=== MATERIAL SUPPLIED ===

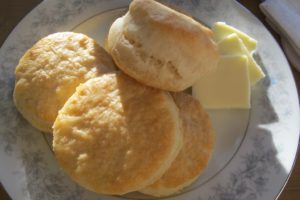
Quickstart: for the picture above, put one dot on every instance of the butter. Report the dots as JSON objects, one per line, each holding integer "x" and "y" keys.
{"x": 233, "y": 45}
{"x": 227, "y": 87}
{"x": 222, "y": 30}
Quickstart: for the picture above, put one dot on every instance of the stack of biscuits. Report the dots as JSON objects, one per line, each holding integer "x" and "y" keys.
{"x": 120, "y": 120}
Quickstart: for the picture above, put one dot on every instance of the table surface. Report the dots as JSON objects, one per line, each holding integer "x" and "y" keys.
{"x": 12, "y": 11}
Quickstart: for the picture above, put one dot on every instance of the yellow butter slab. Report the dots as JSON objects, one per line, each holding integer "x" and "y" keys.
{"x": 222, "y": 30}
{"x": 227, "y": 87}
{"x": 233, "y": 45}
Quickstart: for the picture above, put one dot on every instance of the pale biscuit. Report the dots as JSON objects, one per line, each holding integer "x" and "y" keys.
{"x": 115, "y": 135}
{"x": 161, "y": 47}
{"x": 48, "y": 74}
{"x": 198, "y": 140}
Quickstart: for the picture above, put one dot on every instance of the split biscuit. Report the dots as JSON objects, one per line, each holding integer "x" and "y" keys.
{"x": 49, "y": 72}
{"x": 161, "y": 47}
{"x": 115, "y": 135}
{"x": 198, "y": 140}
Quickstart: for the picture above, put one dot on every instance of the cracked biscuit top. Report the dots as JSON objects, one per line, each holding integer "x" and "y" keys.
{"x": 161, "y": 47}
{"x": 49, "y": 72}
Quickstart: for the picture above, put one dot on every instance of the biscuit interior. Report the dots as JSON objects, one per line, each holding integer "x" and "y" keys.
{"x": 161, "y": 47}
{"x": 115, "y": 135}
{"x": 49, "y": 72}
{"x": 198, "y": 140}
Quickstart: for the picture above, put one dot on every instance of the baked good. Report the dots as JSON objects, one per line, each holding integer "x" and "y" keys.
{"x": 115, "y": 135}
{"x": 161, "y": 47}
{"x": 198, "y": 140}
{"x": 49, "y": 72}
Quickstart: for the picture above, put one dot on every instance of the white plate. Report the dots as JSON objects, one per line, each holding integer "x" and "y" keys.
{"x": 255, "y": 149}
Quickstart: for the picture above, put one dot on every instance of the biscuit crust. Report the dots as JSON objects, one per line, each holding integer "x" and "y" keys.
{"x": 115, "y": 135}
{"x": 49, "y": 72}
{"x": 161, "y": 47}
{"x": 198, "y": 140}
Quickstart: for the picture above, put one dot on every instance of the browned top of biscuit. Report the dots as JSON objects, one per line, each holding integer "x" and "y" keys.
{"x": 115, "y": 135}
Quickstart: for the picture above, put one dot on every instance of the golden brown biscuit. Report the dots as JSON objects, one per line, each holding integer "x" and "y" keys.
{"x": 161, "y": 47}
{"x": 115, "y": 135}
{"x": 198, "y": 139}
{"x": 48, "y": 74}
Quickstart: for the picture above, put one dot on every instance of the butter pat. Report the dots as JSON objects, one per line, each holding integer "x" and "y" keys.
{"x": 233, "y": 45}
{"x": 222, "y": 30}
{"x": 227, "y": 87}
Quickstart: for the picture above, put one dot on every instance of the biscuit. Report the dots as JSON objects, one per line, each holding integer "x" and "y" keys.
{"x": 198, "y": 139}
{"x": 49, "y": 72}
{"x": 115, "y": 135}
{"x": 161, "y": 47}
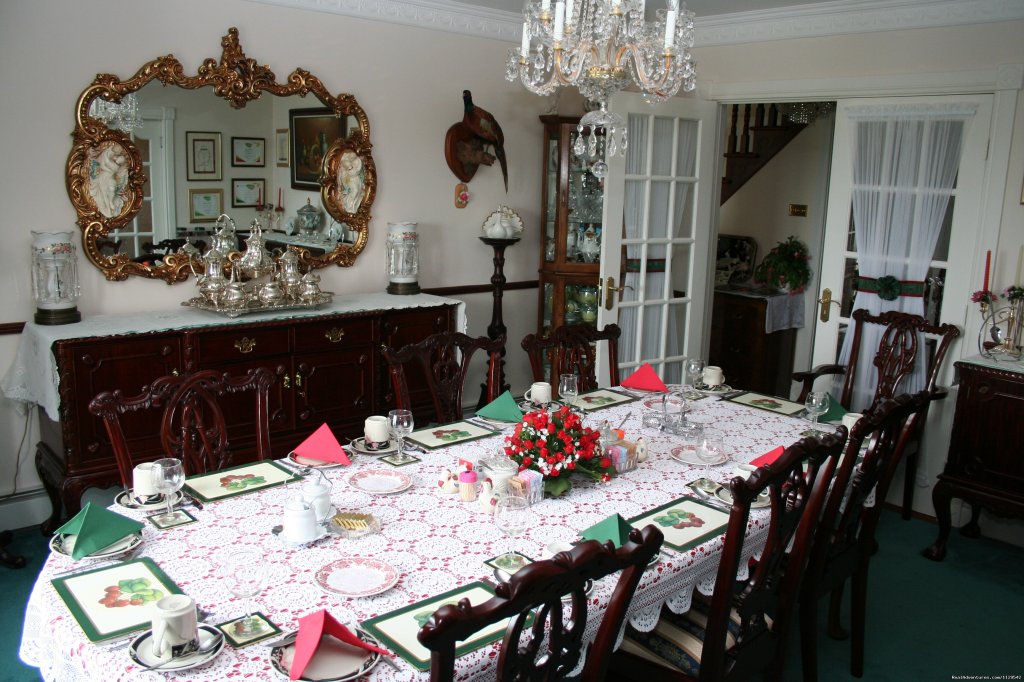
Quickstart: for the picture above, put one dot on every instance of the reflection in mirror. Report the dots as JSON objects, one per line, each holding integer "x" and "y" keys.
{"x": 143, "y": 190}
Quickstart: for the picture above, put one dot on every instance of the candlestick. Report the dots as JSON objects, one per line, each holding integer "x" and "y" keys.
{"x": 988, "y": 262}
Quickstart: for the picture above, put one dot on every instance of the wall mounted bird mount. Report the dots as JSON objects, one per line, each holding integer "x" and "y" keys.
{"x": 467, "y": 141}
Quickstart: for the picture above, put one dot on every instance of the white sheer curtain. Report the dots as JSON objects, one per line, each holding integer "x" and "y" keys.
{"x": 905, "y": 160}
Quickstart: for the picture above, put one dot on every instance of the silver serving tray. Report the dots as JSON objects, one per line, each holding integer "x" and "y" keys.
{"x": 257, "y": 306}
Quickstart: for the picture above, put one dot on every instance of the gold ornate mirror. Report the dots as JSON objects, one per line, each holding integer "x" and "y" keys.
{"x": 131, "y": 201}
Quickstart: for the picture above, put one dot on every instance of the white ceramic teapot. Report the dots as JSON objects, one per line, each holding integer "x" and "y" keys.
{"x": 316, "y": 494}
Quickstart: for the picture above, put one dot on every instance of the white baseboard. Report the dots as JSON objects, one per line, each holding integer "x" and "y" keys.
{"x": 25, "y": 509}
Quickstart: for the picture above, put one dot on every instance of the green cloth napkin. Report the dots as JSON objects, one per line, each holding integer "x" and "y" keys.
{"x": 502, "y": 409}
{"x": 96, "y": 527}
{"x": 614, "y": 528}
{"x": 835, "y": 413}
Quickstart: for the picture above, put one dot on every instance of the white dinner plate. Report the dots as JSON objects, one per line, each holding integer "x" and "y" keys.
{"x": 333, "y": 662}
{"x": 688, "y": 456}
{"x": 300, "y": 461}
{"x": 380, "y": 481}
{"x": 359, "y": 445}
{"x": 357, "y": 577}
{"x": 65, "y": 545}
{"x": 128, "y": 501}
{"x": 140, "y": 651}
{"x": 725, "y": 496}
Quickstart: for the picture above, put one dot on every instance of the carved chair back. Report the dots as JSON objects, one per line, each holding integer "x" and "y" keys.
{"x": 538, "y": 591}
{"x": 570, "y": 349}
{"x": 193, "y": 426}
{"x": 444, "y": 360}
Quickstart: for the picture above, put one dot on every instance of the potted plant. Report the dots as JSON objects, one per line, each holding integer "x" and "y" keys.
{"x": 785, "y": 266}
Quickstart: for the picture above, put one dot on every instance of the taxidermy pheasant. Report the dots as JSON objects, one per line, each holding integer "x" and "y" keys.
{"x": 483, "y": 125}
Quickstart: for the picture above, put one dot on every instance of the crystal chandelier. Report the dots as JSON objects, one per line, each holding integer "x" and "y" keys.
{"x": 124, "y": 116}
{"x": 601, "y": 47}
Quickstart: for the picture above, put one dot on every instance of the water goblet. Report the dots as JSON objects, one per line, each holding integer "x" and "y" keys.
{"x": 817, "y": 405}
{"x": 711, "y": 451}
{"x": 169, "y": 476}
{"x": 245, "y": 568}
{"x": 694, "y": 369}
{"x": 400, "y": 425}
{"x": 568, "y": 388}
{"x": 513, "y": 517}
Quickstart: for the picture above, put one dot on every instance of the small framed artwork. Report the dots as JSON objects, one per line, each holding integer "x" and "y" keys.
{"x": 250, "y": 152}
{"x": 205, "y": 205}
{"x": 248, "y": 193}
{"x": 203, "y": 152}
{"x": 238, "y": 480}
{"x": 313, "y": 131}
{"x": 281, "y": 146}
{"x": 448, "y": 434}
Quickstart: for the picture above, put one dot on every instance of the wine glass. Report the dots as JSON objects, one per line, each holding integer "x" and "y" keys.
{"x": 817, "y": 405}
{"x": 400, "y": 424}
{"x": 568, "y": 388}
{"x": 168, "y": 477}
{"x": 694, "y": 369}
{"x": 513, "y": 516}
{"x": 711, "y": 451}
{"x": 245, "y": 568}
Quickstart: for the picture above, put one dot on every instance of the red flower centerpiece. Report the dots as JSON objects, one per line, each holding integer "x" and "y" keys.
{"x": 558, "y": 444}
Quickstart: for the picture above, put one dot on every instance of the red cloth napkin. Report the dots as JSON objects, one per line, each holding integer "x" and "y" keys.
{"x": 310, "y": 629}
{"x": 769, "y": 457}
{"x": 322, "y": 445}
{"x": 645, "y": 379}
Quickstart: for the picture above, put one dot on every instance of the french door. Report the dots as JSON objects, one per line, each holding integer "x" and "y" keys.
{"x": 658, "y": 217}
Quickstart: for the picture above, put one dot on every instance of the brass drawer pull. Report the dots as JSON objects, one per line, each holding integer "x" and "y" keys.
{"x": 245, "y": 344}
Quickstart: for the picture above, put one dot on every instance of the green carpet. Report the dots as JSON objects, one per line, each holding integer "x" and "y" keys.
{"x": 926, "y": 621}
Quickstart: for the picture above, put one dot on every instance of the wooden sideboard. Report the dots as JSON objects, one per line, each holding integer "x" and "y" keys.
{"x": 985, "y": 464}
{"x": 752, "y": 358}
{"x": 329, "y": 369}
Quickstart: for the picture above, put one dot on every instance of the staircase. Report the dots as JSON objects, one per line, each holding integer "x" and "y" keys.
{"x": 752, "y": 142}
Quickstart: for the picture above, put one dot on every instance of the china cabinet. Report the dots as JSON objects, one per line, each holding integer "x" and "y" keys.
{"x": 570, "y": 213}
{"x": 328, "y": 366}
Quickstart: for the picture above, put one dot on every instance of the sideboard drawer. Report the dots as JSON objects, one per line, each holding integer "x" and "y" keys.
{"x": 241, "y": 344}
{"x": 334, "y": 334}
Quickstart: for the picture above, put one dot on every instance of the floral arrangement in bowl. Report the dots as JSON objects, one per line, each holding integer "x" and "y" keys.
{"x": 557, "y": 444}
{"x": 785, "y": 266}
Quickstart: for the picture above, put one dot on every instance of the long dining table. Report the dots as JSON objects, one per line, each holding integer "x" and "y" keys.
{"x": 436, "y": 542}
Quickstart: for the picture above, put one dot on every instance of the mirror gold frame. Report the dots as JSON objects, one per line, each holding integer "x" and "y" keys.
{"x": 239, "y": 80}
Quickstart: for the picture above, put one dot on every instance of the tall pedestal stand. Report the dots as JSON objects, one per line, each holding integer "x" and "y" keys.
{"x": 497, "y": 326}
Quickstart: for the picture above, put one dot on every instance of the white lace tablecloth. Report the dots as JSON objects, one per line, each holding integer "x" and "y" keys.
{"x": 436, "y": 543}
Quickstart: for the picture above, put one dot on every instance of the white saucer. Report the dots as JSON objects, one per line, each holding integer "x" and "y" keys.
{"x": 126, "y": 500}
{"x": 333, "y": 662}
{"x": 687, "y": 456}
{"x": 65, "y": 545}
{"x": 140, "y": 651}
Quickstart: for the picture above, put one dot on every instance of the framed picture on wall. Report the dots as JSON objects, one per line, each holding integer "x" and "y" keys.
{"x": 203, "y": 152}
{"x": 205, "y": 205}
{"x": 247, "y": 193}
{"x": 248, "y": 152}
{"x": 313, "y": 131}
{"x": 281, "y": 146}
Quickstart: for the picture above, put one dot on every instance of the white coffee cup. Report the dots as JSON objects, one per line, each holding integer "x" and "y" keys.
{"x": 143, "y": 480}
{"x": 539, "y": 393}
{"x": 175, "y": 629}
{"x": 376, "y": 432}
{"x": 713, "y": 376}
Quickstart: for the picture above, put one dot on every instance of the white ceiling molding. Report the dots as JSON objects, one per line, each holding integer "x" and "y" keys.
{"x": 849, "y": 16}
{"x": 806, "y": 20}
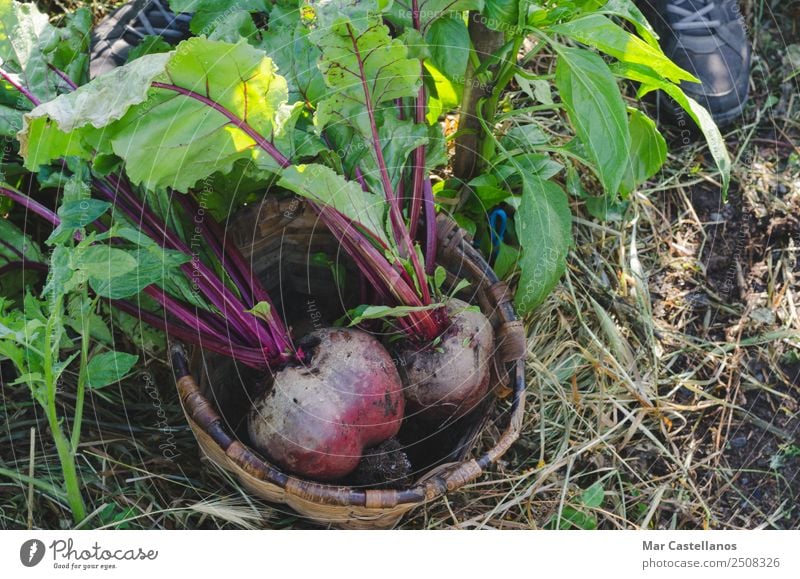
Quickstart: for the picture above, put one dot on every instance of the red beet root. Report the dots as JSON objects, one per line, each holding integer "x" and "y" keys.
{"x": 449, "y": 379}
{"x": 317, "y": 419}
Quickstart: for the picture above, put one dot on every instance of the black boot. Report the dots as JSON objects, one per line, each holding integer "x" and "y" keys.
{"x": 124, "y": 28}
{"x": 708, "y": 39}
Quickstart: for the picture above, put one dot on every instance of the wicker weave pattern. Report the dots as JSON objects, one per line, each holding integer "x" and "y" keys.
{"x": 340, "y": 505}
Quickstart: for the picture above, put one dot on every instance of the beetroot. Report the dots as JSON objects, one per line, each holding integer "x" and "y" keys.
{"x": 448, "y": 379}
{"x": 316, "y": 419}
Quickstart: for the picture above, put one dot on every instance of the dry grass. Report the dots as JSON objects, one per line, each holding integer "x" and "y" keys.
{"x": 651, "y": 378}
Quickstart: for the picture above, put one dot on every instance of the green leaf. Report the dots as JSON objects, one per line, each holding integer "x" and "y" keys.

===

- PROBLEM REQUIREMENTS -
Extract the closing run of lines, starting with the one containing "of the black" and ending at the last, exactly as written.

- SOLUTION BELOW -
Quickstart: for the picture above, put one dot on every instance of the black boot. Report the dots as JSON objects, one per line, each holding integer "x" and "y" keys.
{"x": 124, "y": 28}
{"x": 708, "y": 39}
Quickstart: for the picture above, put one dot on every instance of the wicker weave pattern. Report the dots as JSON objects, one per line, each holding integer "x" and "y" keys.
{"x": 340, "y": 505}
Quickstart: for the picture above, put one dot on every instance of the beetroot. Report the dots as JSON objects, one per line, each holding integer "x" and "y" keys.
{"x": 448, "y": 379}
{"x": 316, "y": 419}
Quickstart: for the picture above, put one dot on every instance of the dry grass. Report the dots as JSON objects, one per line, each holding integer "x" and "y" keys.
{"x": 651, "y": 378}
Quickstart: for the picture above, put one dot on every instance of the green leaf. Report the dots as JSON objects, one per line, each holding integer "x" and "y" keys.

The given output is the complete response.